● **Tasks to carry out**:
[1] Decide whether each statement below agrees with the Galileo probe passage: (a) the crash will take place on the side of Jupiter that can be seen from Earth; (b) the spacecraft weighs three tons; (c) the spacecraft will hit Jupiter at 108,000 mph. For each, answer yes or no and quote the words of the passage that settle it.
[2] Carry on the Galileo probe passage, picking up right after its last sentence.
— START Provided text —
The Galileo probe, which has travelled around Jupiter for more than ten years and contributed huge amounts of knowledge about the planet is about to be sent plunging into Jupiter’s atmosphere.
THis itself isn’t news perhaps, but what really caught my eye about this story was the consideration and planning that went into HOW to destroy Galileo. As quoted in
this article, NASA has decided to burn up Galileo to protect life that may exist on one of it’s moons:
The three-ton spacecraft is sailing through the outbound leg of its 35th and final orbit of Jupiter. It will crash into Jupiter on Sept. 21, a deliberate plunge into the dark side of the planet — out of view from Earth — at 108,000 mph.
The robotic suicide is designed to eliminate any chance that a hardy microbe, possibly alive in the radiation-shielded bowels of the spacecraft, could contaminate one of Jupiter’s moons, where subsurface oceans may harbor life.
— END Provided text —
— START Items —
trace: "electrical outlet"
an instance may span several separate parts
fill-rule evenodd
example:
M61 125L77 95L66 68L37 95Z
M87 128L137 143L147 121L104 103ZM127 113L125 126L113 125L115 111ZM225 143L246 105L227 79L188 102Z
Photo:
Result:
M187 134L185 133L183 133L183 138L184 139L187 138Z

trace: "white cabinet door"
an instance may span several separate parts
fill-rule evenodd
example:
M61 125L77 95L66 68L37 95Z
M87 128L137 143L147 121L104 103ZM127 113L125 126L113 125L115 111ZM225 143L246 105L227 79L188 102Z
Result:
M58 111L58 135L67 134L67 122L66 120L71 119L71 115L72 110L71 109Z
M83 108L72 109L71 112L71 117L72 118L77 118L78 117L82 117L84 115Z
— END Items —
— START Items —
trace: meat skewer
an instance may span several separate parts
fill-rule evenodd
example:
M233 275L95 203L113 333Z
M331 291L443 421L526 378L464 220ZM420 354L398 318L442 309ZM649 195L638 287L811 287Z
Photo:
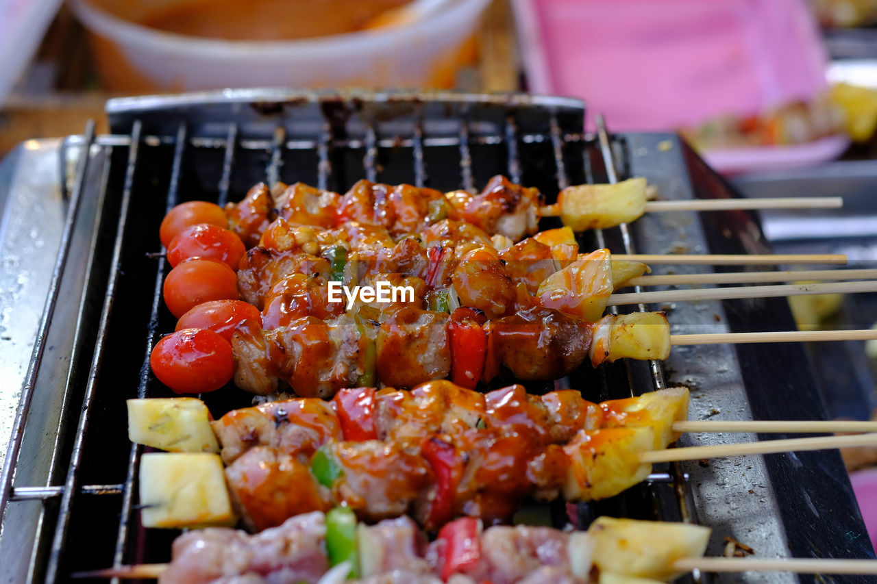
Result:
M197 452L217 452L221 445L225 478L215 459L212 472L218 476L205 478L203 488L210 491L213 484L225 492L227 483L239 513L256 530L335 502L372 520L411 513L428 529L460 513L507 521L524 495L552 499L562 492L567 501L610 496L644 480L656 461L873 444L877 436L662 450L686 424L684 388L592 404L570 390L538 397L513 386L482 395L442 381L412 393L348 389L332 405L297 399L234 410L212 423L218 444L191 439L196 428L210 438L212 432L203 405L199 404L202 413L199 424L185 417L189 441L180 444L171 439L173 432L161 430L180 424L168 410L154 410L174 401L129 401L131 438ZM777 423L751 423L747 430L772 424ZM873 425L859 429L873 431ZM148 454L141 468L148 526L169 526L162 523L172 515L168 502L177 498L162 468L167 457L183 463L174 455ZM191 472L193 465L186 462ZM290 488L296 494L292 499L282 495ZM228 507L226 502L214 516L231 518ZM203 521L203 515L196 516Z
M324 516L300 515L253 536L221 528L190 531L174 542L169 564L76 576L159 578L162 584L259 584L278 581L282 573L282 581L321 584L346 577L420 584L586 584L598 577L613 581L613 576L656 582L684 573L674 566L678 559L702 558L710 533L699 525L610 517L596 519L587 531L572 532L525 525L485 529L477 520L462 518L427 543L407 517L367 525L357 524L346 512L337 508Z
— END Items —
— START Items —
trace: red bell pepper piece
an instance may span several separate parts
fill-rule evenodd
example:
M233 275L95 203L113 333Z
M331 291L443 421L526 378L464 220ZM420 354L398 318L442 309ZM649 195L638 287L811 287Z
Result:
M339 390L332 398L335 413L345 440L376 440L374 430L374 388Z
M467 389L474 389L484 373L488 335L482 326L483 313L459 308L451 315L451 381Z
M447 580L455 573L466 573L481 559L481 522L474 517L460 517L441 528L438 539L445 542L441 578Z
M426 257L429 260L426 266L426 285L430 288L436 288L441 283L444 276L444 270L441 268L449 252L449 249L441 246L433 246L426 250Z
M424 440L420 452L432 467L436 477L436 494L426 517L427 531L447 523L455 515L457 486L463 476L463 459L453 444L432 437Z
— END Items —
● **Exercise results**:
[1]
(a) No: "a deliberate plunge into the dark side of the planet — out of view from Earth"
(b) Yes: "The three-ton spacecraft"
(c) Yes: "at 108,000 mph"

[2]
This is such a generous act, full of reverence for life that may not even exist. It is an act that is the golden rule embodied, bringing to mind, as is happening in outer space, the Star Trek Prime Directive:
As the right of each sentient species to live in accordance with its normal cultural evolution is considered sacred, no Star Fleet personnel may interfere with the healthy development of alien life and culture. Such interference includes the introduction of superior knowledge, strength, or technology to a world whose society is incapable of handling such advantages wisely. Star Fleet personnel may not violate this Prime Directive, even to save their lives and/or their ship unless they are acting to right an earlier violation or an accidental contamination of said culture. This directive takes precedence over any and all other considerations, and carries with it the highest moral obligation.
Am I alone in thinking that this is the first human action in outer space that conforms consciously to this directive?